**Selected text:**
# more elephant ivory - just for Roy!!



## terryf (Apr 23, 2011)

Two Sierras I turned with smaller off cuts. Nice pattern to the blank.
The one I turned a bit on the fat side for bigger hands.

Thanks for looking Roy :biggrin::biggrin: and all others that took the time


----------



## maxman400 (Apr 23, 2011)

They came out Nice.


----------



## wiset1 (Apr 23, 2011)

Excellent looking!  Terry, your pens are true works of art and look great


----------



## skiprat (Apr 23, 2011)

Cool !!  The top one, with the black hardware was always going to look classy because of the classic colour combo, but I'm also impressed with the Ti colour combination. I wouldn't have thought it would work, but it obviously does. Not a big fan of the boerewors shape though:tongue: ( actually had some on the braai yesterday :biggrin: )


----------



## BRobbins629 (Apr 23, 2011)

Nice stuff Terry.


----------



## wizard (Apr 23, 2011)

You did it again! Great job! Both versions look good! Turning it all the way down seems like a waste of ivory..I like the way you turned it. Shows more of the ivory. You are truly torturing Roy! Doc


----------



## OKLAHOMAN (Apr 23, 2011)

*Mommy, the man from South Africa is teasing me, make him stop!*​


----------



## bobjackson (Apr 23, 2011)

Both nice pens. Great job.


----------



## terryf (Apr 23, 2011)

Thanks for the compliments guys!

Sorry Roy but I couldnt resist - do you want to see the others???

Skip, the boerwors shape is for the tannies with the fingers so thick they press once on their BB's and type qwerty 
Glad you can get boerewors over there!!


----------



## Jim in Oakville (Apr 23, 2011)

Is this REAL elephant Ivory?


----------



## Russell Eaton (Apr 23, 2011)

Very cool pen. I was wondering if it has a odd smell when it is turned? Thanks for showing.  Russell


----------



## OKLAHOMAN (Apr 23, 2011)

terryf said:


> Thanks for the compliments guys!
> 
> *Sorry Roy but I couldnt resist - do you want to see the others???*
> 
> *See, Mommy I told you and he's doing it again.*


----------



## drgoretex (Apr 23, 2011)

Nice perk to live in SA.  Beautiful pens there..

Ken


----------



## Jim in Oakville (Apr 23, 2011)

Elephant ivory comes from an elephant...still shaking my head that anyone thinks this okay.....am I missing something here?


----------



## OKLAHOMAN (Apr 24, 2011)

**Problem set:**
**1)** Please update the forum thread from "Skip, the boerwors" through "boerewors over there!!", swapping "tannies" for "aunties".
**2)** Answer these questions from the forum thread:
(a) What model of pen did terryf turn two of with smaller off cuts?
(b) Which poster asks whether the pen has an odd smell when it is turned?
(c) What does skiprat say he had on the braai yesterday?
These rows come from a separate source.

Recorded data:
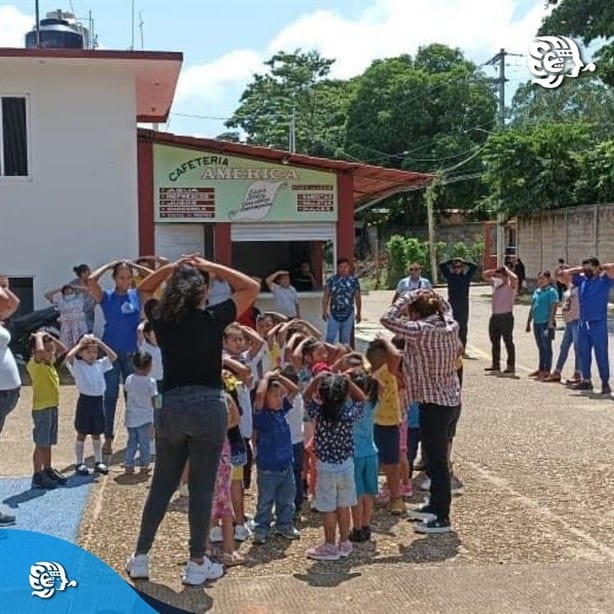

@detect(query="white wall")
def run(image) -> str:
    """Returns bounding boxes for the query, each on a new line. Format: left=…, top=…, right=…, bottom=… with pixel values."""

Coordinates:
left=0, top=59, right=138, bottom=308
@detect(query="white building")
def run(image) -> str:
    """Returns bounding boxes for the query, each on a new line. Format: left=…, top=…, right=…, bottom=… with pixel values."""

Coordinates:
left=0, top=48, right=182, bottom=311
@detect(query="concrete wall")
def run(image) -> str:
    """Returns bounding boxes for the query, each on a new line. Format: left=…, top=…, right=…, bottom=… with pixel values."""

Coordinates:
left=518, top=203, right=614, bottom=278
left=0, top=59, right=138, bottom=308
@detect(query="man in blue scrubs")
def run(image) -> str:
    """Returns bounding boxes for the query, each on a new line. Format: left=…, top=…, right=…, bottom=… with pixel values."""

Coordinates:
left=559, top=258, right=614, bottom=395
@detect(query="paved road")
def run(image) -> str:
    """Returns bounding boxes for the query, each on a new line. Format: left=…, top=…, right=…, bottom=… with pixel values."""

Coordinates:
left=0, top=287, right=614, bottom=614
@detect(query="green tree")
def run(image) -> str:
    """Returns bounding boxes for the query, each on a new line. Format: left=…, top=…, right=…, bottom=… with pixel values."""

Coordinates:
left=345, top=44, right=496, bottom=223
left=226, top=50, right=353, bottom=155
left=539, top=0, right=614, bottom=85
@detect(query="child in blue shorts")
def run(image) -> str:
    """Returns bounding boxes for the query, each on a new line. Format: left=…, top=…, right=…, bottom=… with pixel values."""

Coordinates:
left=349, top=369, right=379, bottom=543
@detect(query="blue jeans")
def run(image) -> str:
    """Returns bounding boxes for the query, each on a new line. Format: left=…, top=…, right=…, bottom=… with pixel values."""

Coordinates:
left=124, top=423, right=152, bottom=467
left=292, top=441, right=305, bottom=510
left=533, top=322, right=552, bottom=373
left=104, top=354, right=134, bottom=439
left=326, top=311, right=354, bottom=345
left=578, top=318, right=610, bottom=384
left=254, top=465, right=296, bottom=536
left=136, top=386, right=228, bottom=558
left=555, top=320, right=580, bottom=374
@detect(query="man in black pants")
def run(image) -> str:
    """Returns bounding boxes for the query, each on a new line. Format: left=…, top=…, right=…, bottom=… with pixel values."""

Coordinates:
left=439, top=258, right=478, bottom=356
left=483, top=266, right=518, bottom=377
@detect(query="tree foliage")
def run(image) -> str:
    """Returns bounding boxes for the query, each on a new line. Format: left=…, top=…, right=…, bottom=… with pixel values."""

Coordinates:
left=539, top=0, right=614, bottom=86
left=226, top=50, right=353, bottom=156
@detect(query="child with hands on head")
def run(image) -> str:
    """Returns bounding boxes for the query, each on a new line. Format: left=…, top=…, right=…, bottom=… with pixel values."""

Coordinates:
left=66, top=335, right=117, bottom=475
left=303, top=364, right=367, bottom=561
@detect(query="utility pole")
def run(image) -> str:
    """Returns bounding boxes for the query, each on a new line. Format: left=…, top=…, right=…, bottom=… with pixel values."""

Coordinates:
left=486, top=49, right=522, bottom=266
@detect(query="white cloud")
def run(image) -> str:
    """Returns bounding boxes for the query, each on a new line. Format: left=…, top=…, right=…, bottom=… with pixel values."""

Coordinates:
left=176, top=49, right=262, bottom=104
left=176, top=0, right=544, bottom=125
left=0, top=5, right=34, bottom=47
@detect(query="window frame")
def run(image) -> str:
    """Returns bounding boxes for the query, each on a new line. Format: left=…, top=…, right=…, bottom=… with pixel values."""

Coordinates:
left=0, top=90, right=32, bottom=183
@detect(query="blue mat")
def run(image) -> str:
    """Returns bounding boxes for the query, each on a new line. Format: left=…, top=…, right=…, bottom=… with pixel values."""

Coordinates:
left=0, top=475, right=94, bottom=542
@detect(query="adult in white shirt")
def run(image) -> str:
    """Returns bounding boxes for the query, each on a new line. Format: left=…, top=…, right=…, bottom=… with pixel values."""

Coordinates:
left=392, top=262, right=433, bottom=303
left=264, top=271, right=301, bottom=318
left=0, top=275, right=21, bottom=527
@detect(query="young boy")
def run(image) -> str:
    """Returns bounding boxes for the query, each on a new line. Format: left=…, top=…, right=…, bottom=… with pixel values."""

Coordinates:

**Expected answers:**
**1)**
Skip, the boerwors shape is for the aunties with the fingers so thick they press once on their BB's and type qwerty 
Glad you can get boerewors over there!!

**2)**
(a) Sierras.
(b) Russell Eaton.
(c) Boerewors.